┌─ Text under study
SPRINGFIELD — Although the COVID-19 outbreak in Illinois so far has been mainly concentrated around the Chicago area, public health officials are bracing for a surge of cases in rural areas of downstate Illinois, including areas that already have shortages of hospital beds, health care providers and equipment.
“So, we’re keeping a close eye on that,” Illinois Department of Public Health Director Dr. Ngozi Ezike said April 8. “As we look right now, I think our hot spot is more northern Illinois … but we’re keeping an eye on all the beds, the ICUs, the ventilators and the availability of those, and we potentially, we’ll have to do some moving of things, but we are also looking at what the needs will be there.”
Despite health care shortages in some areas, Danny Chun, a spokesman for the Illinois Health and Hospital Association, said in an interview that most rural hospitals in Illinois should be well prepared for the surge, at least in terms of strategy.
“They are very prepared,” he said, citing two major trends in health care: industry consolidation over the past five to 10 years into health care “systems” that have the ability to share resources, and regional planning.
“A lot of small and rural hospitals, critical access hospitals, are now part of large systems, like OSF, HSHS, Carle, Southern Illinois Health,” Chun said.
“Then there’s an existing structure within the state of Illinois — they’re called Regional Health Care Coalitions,” he added. “There are 11 coalitions throughout the state covering every area of the state, including southern and central Illinois, where all the health care providers in that region get together in terms of emergency planning, pandemic planning, emergency exercises. That’s been in place for years.”
└─
┌─ Information shown
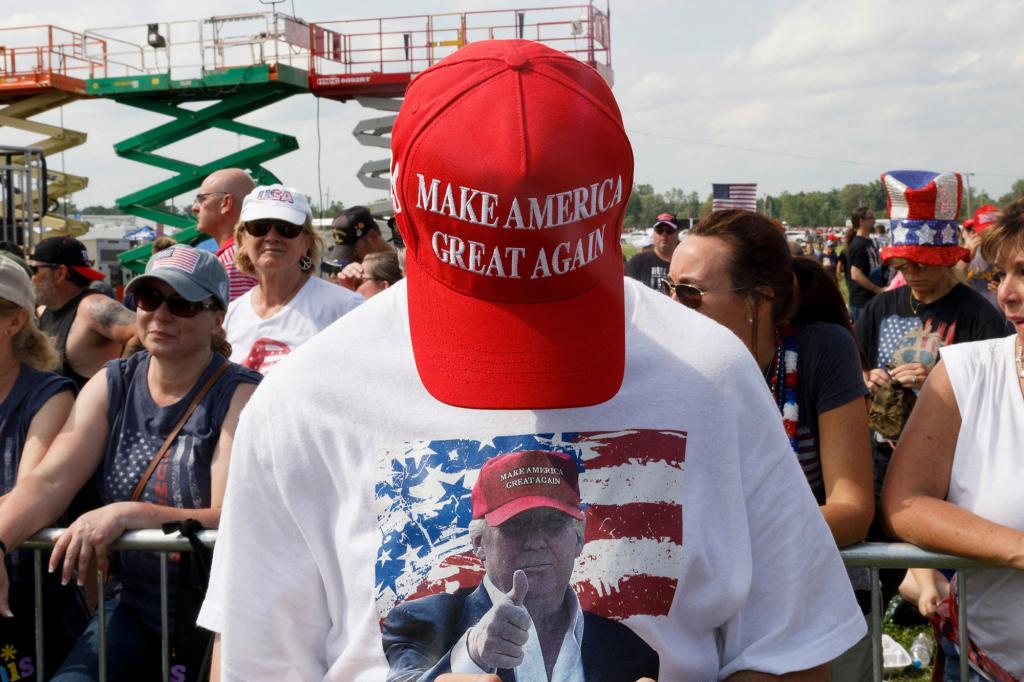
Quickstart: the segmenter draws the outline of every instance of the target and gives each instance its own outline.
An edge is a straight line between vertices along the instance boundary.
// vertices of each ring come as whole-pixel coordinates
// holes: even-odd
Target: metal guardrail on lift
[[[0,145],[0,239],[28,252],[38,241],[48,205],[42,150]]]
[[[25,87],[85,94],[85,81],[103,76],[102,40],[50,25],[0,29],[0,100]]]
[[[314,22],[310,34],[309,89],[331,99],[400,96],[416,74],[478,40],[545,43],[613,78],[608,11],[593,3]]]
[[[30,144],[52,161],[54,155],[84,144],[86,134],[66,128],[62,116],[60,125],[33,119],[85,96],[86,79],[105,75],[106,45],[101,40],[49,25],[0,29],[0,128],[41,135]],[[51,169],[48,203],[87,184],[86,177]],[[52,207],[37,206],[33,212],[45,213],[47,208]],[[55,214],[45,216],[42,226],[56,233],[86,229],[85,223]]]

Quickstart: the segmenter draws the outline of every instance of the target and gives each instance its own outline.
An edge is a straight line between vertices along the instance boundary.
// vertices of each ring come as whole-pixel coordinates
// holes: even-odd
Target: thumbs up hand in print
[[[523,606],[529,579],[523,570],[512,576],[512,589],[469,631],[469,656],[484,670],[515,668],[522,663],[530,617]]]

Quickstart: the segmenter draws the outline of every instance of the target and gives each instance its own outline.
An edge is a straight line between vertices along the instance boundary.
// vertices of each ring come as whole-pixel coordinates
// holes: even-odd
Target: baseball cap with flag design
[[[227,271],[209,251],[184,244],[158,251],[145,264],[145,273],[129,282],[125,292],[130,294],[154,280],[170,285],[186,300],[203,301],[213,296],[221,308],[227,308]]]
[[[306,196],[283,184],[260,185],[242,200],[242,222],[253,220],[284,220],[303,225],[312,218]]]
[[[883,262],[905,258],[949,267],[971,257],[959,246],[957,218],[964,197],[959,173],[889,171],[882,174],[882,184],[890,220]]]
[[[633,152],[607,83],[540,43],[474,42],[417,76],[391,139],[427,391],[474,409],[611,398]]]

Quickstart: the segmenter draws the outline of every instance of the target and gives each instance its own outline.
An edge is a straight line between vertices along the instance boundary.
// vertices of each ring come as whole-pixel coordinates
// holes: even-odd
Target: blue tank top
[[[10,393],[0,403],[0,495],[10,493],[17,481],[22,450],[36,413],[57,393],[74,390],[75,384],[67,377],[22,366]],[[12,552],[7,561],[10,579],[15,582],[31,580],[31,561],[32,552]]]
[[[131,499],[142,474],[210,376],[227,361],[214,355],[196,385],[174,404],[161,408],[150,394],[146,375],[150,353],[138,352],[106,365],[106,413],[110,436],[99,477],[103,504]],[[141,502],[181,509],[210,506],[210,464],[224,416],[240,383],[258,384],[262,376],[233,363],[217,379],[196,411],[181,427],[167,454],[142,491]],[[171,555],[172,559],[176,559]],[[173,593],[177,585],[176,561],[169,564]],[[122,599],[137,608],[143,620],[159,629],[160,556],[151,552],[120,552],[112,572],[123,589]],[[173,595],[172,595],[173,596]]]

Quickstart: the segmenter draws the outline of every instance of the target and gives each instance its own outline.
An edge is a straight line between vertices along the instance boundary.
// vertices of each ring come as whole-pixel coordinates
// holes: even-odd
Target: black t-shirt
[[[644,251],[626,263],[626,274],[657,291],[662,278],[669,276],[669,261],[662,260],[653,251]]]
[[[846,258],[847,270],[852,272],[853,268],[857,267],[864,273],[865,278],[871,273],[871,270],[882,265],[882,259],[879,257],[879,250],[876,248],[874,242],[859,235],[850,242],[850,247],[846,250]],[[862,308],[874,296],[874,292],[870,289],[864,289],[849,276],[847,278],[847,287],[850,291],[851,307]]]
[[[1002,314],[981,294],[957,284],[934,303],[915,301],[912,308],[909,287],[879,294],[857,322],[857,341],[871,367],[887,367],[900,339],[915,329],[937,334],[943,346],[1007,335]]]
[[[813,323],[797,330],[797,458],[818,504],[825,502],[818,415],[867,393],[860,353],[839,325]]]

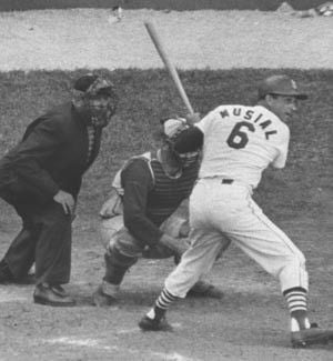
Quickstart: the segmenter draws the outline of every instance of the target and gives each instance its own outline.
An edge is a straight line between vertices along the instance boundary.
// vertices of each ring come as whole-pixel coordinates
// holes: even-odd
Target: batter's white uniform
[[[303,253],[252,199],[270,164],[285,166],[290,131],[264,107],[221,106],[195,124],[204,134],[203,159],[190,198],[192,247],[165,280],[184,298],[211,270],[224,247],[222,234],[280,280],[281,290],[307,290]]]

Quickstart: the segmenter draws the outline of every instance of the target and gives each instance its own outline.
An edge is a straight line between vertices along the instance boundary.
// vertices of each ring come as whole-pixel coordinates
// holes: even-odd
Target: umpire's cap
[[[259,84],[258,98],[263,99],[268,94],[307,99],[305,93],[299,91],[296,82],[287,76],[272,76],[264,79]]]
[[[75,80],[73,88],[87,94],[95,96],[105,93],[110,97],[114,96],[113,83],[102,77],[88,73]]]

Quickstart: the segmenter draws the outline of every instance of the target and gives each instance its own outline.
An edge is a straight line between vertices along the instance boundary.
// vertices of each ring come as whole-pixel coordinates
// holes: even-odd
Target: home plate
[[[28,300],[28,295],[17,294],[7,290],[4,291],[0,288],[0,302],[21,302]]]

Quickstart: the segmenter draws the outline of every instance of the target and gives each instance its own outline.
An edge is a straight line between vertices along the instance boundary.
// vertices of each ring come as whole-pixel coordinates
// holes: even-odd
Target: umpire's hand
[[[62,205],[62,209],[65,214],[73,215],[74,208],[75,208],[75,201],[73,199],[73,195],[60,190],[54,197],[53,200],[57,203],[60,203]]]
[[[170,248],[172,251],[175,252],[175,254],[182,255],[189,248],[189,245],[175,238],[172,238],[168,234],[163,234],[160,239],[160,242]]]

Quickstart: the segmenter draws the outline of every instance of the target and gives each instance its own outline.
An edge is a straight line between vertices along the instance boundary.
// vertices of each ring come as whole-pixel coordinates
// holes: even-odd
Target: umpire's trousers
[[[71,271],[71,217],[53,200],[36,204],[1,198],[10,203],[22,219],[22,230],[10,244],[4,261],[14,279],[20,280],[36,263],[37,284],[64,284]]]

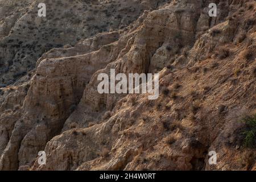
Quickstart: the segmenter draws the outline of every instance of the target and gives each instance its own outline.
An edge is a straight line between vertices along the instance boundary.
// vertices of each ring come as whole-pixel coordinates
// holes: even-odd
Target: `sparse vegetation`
└─
Assigned task 1:
In the text on COVID-19 preparations in Illinois, restate the paragraph beginning "Then there's an existing structure" as a short bulleted list that keeps its main facts.
Assigned task 2:
Repeat word for word the part of the text on COVID-19 preparations in Illinois starting at "Despite health care" and ending at "and regional planning.".

Task solution 1:
- Illinois has an existing structure called Regional Health Care Coalitions.
- There are 11 coalitions, covering every area of the state, including southern and central Illinois.
- In each coalition, all the health care providers in the region get together for emergency planning, pandemic planning and emergency exercises.
- This structure has been in place for years.

Task solution 2:
Despite health care shortages in some areas, Danny Chun, a spokesman for the Illinois Health and Hospital Association, said in an interview that most rural hospitals in Illinois should be well prepared for the surge, at least in terms of strategy.
“They are very prepared,” he said, citing two major trends in health care: industry consolidation over the past five to 10 years into health care “systems” that have the ability to share resources, and regional planning.